▸ **Task item**
Name every kind of farm that the passage on fish farming says the term aquaculture includes.

▸ **Passage**
*** Begin section ***

Is there a sight more idyllic, peaceful, and touching than that of a fish farmer tending to his flock? In case you aren’t aware of how fish farming works, here’s a sample day in the life of a fish farmer:
Just before dawn each day, he rises from his water bed, dons his denim board shorts, enjoys a mugful of the fermented fish liver brew he keeps stewing in a bucket beside the front door, leaves his rickety old farmhouse boat, and sets out for a day’s labor. Wherever his paddleboat passes, carp, salmon, tilapia, phytoplankton, algae, and shrimp cease predating each other and crest to greet him. The fish farmer knows each by name and has a wink, chin scratch, and fish flake for every little shy fry cowering behind its mother. At slaughtering time, the old farmer sheds a single, solitary tear – every single time, whether it’s the ornery old catfish with greying whiskers or the months-old tiger prawn just hitting his prime (which, unfortunately for the prawn, is when flavor and texture are at their peak). It’s a simple life, but, all-in-all, an honorable one steeped in tradition, stewardship, and respect for the natural flow of aquatic life.
Okay, okay… how does fish farming really work? Well, it encompasses more than just fish, for one. A more accurate term to use is actually aquaculture, which includes multiple varieties of fish farms, shrimp (and other crustacean) farms, shellfish (oyster, clam, mussel, abalone, etc) farms, and sea ranches (this is the coolest). Let’s dig in.
Humans have been engaging in aquaculture since antiquity, and perhaps even earlier. An Australian archaeologist, Dr. Heather Builth, has gathered evidence that the aboriginal Gunditjmara of Western Victoria built and oversaw massive eel farms, as early as 6000 BC, that sustained villages and even an industry of smoked eel products. The ancient Chinese started farming carp over 4,000 years ago and wrote the definitive book on the subject somewhere around 500 BC. During the Tang Dynasty, the Chinese discovered that certain species of freshwater carp complemented each other in the same pond, boosting productivity, saving space, and birthing polyculture fish farming. In addition to China, fish farming spread into the Indian subcontinent, ancient Egypt, the Greco-Roman world, medieval Europe, Hawaii (pre-colonial), and just about everywhere else.
Nowadays, about half of all fish eaten worldwide comes from aquaculture. To a bunch of health-conscious wild salmon eaters like you folks, that probably sounds like a nutritive disaster. After all, everyone knows that wild trumps farmed, every single time. Right? Well, not exactly, but I won’t get into that right now. Check back tomorrow. This time, I’m going to briefly discuss the various types of aquaculture.
Extensive Fish Farms
Extensive fish farming utilizes natural photosynthetic production of food (algae, plankton, mollusks, crustaceans) to feed the fish. This type of farming isn’t the most productive, but it requires little labor, low overhead, and very little input from the farmer. You just need water, some fish, and a way to pen them in. Things can obviously get more elaborate, but those are the bare minimum. Most tilapia and carp are farmed using extensive methods.

*** End section ***

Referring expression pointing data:
*** Begin section ***

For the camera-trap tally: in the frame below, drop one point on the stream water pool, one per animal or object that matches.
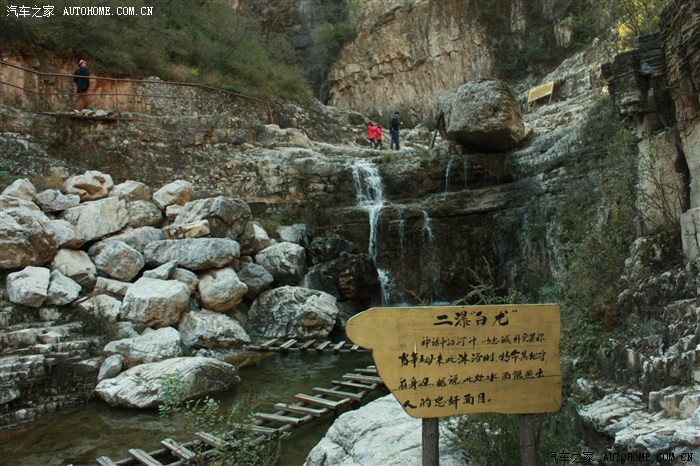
(80, 434)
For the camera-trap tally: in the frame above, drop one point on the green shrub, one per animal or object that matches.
(224, 48)
(6, 176)
(207, 415)
(337, 28)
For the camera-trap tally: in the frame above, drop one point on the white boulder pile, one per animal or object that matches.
(175, 275)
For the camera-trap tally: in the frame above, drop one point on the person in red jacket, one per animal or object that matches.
(378, 137)
(371, 133)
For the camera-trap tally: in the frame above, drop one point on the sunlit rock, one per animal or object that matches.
(221, 290)
(226, 216)
(97, 219)
(194, 253)
(29, 286)
(139, 387)
(177, 192)
(285, 261)
(21, 188)
(90, 186)
(152, 346)
(155, 303)
(292, 312)
(206, 329)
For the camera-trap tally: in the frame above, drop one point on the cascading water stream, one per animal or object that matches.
(370, 197)
(447, 174)
(432, 257)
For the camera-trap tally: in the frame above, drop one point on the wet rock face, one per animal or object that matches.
(482, 114)
(680, 34)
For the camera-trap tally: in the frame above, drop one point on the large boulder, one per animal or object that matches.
(131, 191)
(29, 286)
(379, 433)
(254, 239)
(97, 219)
(66, 234)
(227, 217)
(137, 238)
(152, 346)
(62, 290)
(53, 200)
(292, 312)
(257, 279)
(194, 253)
(221, 290)
(21, 188)
(90, 186)
(482, 114)
(143, 213)
(155, 303)
(206, 329)
(26, 239)
(285, 261)
(119, 261)
(140, 386)
(347, 278)
(77, 265)
(178, 192)
(102, 305)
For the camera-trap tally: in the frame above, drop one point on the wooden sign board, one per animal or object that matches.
(448, 360)
(543, 90)
(538, 92)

*** End section ***

▸ **Exercise response**
- Fish farms (multiple varieties)
- Shrimp (and other crustacean) farms
- Shellfish (oyster, clam, mussel, abalone, etc.) farms
- Sea ranches